Rewrite each line of the records below as a Markdown table with the columns "No." and "Line", numbering the rows and skipping blank lines. Leave the pictures out.

[Segmentation dataset records]
%%

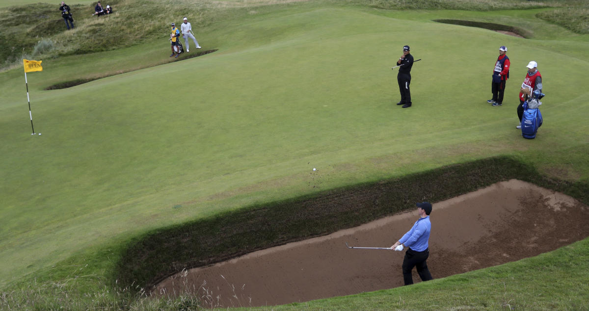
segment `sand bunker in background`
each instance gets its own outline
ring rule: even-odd
[[[388,247],[415,211],[177,274],[154,293],[196,293],[205,306],[302,302],[400,286],[404,252]],[[512,180],[434,204],[428,266],[434,278],[496,266],[589,236],[589,208],[561,193]],[[252,230],[255,230],[252,229]],[[413,282],[420,282],[413,270]]]

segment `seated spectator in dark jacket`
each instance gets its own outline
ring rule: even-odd
[[[61,11],[61,17],[64,18],[64,20],[65,21],[65,27],[68,28],[68,30],[70,30],[70,25],[71,28],[74,29],[74,18],[72,17],[71,12],[70,12],[70,6],[65,4],[65,2],[61,1],[59,11]]]
[[[102,5],[100,4],[100,1],[98,1],[98,3],[96,4],[96,6],[94,7],[94,14],[92,15],[100,16],[106,14],[106,11],[102,8]]]

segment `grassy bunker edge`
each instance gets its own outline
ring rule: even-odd
[[[119,286],[148,289],[184,269],[329,234],[406,210],[416,201],[439,201],[512,178],[589,203],[587,183],[551,178],[512,157],[493,157],[154,230],[123,248],[113,277]]]

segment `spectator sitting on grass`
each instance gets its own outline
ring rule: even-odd
[[[96,4],[96,6],[94,7],[94,14],[92,15],[100,16],[106,14],[106,11],[102,8],[102,5],[100,4],[100,1],[98,1],[98,3]]]
[[[61,1],[59,11],[61,11],[61,17],[64,18],[64,20],[65,21],[65,27],[68,28],[68,30],[70,29],[70,25],[71,29],[74,29],[74,18],[72,17],[72,13],[70,11],[70,6],[65,4],[65,2]]]

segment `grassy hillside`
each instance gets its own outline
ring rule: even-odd
[[[43,90],[166,58],[169,43],[154,29],[171,11],[137,44],[44,59],[44,71],[28,77],[41,136],[30,135],[21,67],[0,73],[0,249],[8,250],[0,286],[24,276],[67,280],[75,262],[90,264],[84,275],[98,280],[88,285],[95,290],[112,281],[112,247],[149,230],[494,156],[589,180],[589,93],[580,87],[587,35],[538,19],[541,9],[399,11],[377,2],[223,2],[229,8],[209,7],[216,13],[203,19],[215,23],[195,31],[219,51],[68,89]],[[431,21],[451,17],[531,28],[533,38]],[[423,59],[408,110],[394,105],[391,70],[405,44]],[[485,101],[502,45],[511,100],[495,108]],[[532,59],[547,97],[544,125],[528,141],[514,127]]]

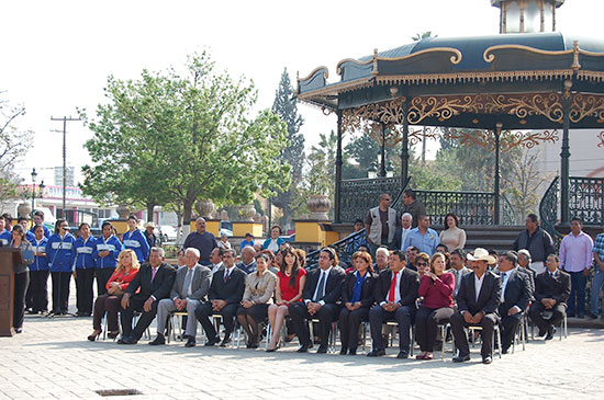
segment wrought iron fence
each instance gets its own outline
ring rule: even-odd
[[[556,224],[558,222],[558,191],[559,191],[560,176],[556,176],[549,184],[541,202],[539,203],[539,219],[541,220],[541,228],[544,228],[553,239],[556,249],[560,248],[560,242],[563,236],[556,230]]]
[[[604,225],[604,179],[569,178],[569,214],[583,225]]]

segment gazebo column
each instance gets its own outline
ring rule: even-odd
[[[337,114],[337,149],[336,149],[336,185],[334,190],[334,222],[339,224],[340,210],[342,210],[342,135],[344,134],[342,128],[342,110],[336,112]]]
[[[500,179],[501,179],[501,168],[500,168],[500,137],[501,137],[501,128],[503,124],[497,123],[495,125],[495,182],[494,182],[494,201],[495,201],[495,225],[500,225]]]
[[[401,150],[401,187],[405,187],[406,180],[409,178],[409,121],[406,119],[406,113],[409,103],[405,100],[403,102],[403,141]]]
[[[570,175],[570,88],[572,82],[564,81],[564,104],[562,122],[562,151],[560,152],[560,224],[569,224],[569,175]]]
[[[385,176],[385,125],[380,123],[380,134],[382,136],[382,148],[380,157],[380,173],[378,174],[381,178]]]

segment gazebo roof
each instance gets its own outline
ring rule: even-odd
[[[329,110],[355,108],[426,95],[604,93],[604,42],[561,33],[428,37],[372,56],[338,62],[338,82],[318,67],[298,80],[301,101]]]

%%

- _Finished answer_
| No. | Line |
|---|---|
| 1 | segment `sand bunker in background` |
| 2 | each instance gets its own outline |
| 3 | ring rule: even-odd |
| 4 | [[[388,247],[415,211],[177,274],[154,293],[196,293],[205,306],[302,302],[400,286],[404,252]],[[512,180],[434,204],[428,266],[434,278],[496,266],[589,236],[589,208],[561,193]],[[252,230],[255,230],[252,229]],[[413,282],[420,282],[413,270]]] |
| 5 | segment `seated spectator in dark jacket` |
| 6 | each instance gets its own outline |
| 7 | ring rule: even-odd |
| 8 | [[[61,11],[61,17],[64,18],[64,20],[65,21],[65,27],[68,28],[68,30],[70,30],[70,25],[71,28],[74,29],[74,18],[72,17],[71,12],[70,12],[70,6],[65,4],[65,2],[61,1],[59,11]]] |
| 9 | [[[102,5],[100,4],[100,1],[98,1],[98,3],[96,4],[96,6],[94,7],[94,14],[92,15],[100,16],[106,14],[106,11],[102,8]]] |
| 10 | segment `grassy bunker edge` |
| 11 | each instance gets its own outline |
| 12 | ring rule: even-odd |
| 13 | [[[119,286],[148,289],[184,269],[329,234],[406,210],[416,201],[439,201],[512,178],[589,203],[587,183],[551,178],[512,157],[493,157],[154,230],[123,248],[113,277]]] |
| 14 | segment `spectator sitting on grass` |
| 15 | each instance gets its own outline |
| 16 | ring rule: even-odd |
| 17 | [[[96,4],[96,6],[94,7],[94,14],[92,15],[100,16],[106,14],[106,11],[102,8],[102,5],[100,4],[100,1],[98,1],[98,3]]] |
| 18 | [[[61,1],[59,11],[61,11],[61,17],[64,18],[64,20],[65,21],[65,27],[68,28],[68,30],[70,29],[70,25],[71,29],[74,29],[74,18],[72,17],[72,13],[70,11],[70,6],[65,4],[65,2]]] |
| 19 | segment `grassy hillside` |
| 20 | each instance gets its own outline |
| 21 | ring rule: even-odd |
| 22 | [[[43,90],[166,58],[169,43],[154,29],[171,11],[137,44],[44,59],[44,71],[28,77],[41,136],[30,135],[21,67],[0,73],[0,249],[8,250],[0,286],[24,276],[67,280],[75,262],[90,264],[84,275],[98,280],[88,285],[95,290],[112,281],[112,247],[149,230],[494,156],[589,180],[589,93],[580,87],[587,35],[538,19],[541,9],[399,11],[377,2],[223,2],[229,8],[209,7],[216,13],[203,19],[215,23],[195,31],[219,51],[68,89]],[[431,21],[451,17],[531,28],[533,38]],[[423,59],[408,110],[394,105],[391,70],[405,44]],[[485,101],[502,45],[511,100],[495,108]],[[532,59],[547,97],[544,125],[528,141],[514,127]]] |
| 23 | segment wrought iron fence |
| 24 | each instance gets its own outline |
| 25 | ring rule: even-odd |
| 26 | [[[556,224],[558,222],[558,191],[559,191],[560,176],[556,176],[549,184],[541,202],[539,203],[539,219],[541,220],[541,228],[544,228],[553,239],[556,249],[560,248],[560,242],[563,236],[556,230]]] |
| 27 | [[[604,225],[604,179],[569,178],[569,214],[583,225]]] |
| 28 | segment gazebo column |
| 29 | each instance gets its own outline |
| 30 | ring rule: even-odd |
| 31 | [[[337,114],[337,149],[336,149],[336,185],[334,190],[334,222],[339,224],[340,210],[342,210],[342,135],[344,134],[342,128],[342,110],[336,112]]] |
| 32 | [[[500,179],[501,179],[501,168],[500,168],[500,137],[501,137],[501,128],[503,124],[497,123],[495,125],[495,182],[494,182],[494,201],[495,201],[495,225],[500,225]]] |
| 33 | [[[401,150],[401,187],[405,187],[406,180],[409,178],[409,121],[406,119],[406,113],[409,103],[405,100],[403,102],[403,141]]] |
| 34 | [[[570,175],[570,88],[572,82],[564,81],[564,104],[562,122],[562,151],[560,152],[560,224],[569,224],[569,175]]] |
| 35 | [[[385,176],[385,125],[380,123],[380,134],[382,136],[382,148],[380,157],[380,173],[378,174],[381,178]]] |
| 36 | segment gazebo roof |
| 37 | each instance gets its own outline |
| 38 | ring rule: even-odd |
| 39 | [[[329,110],[355,108],[426,95],[604,93],[604,42],[561,33],[428,37],[372,56],[338,62],[338,82],[318,67],[298,80],[301,101]]] |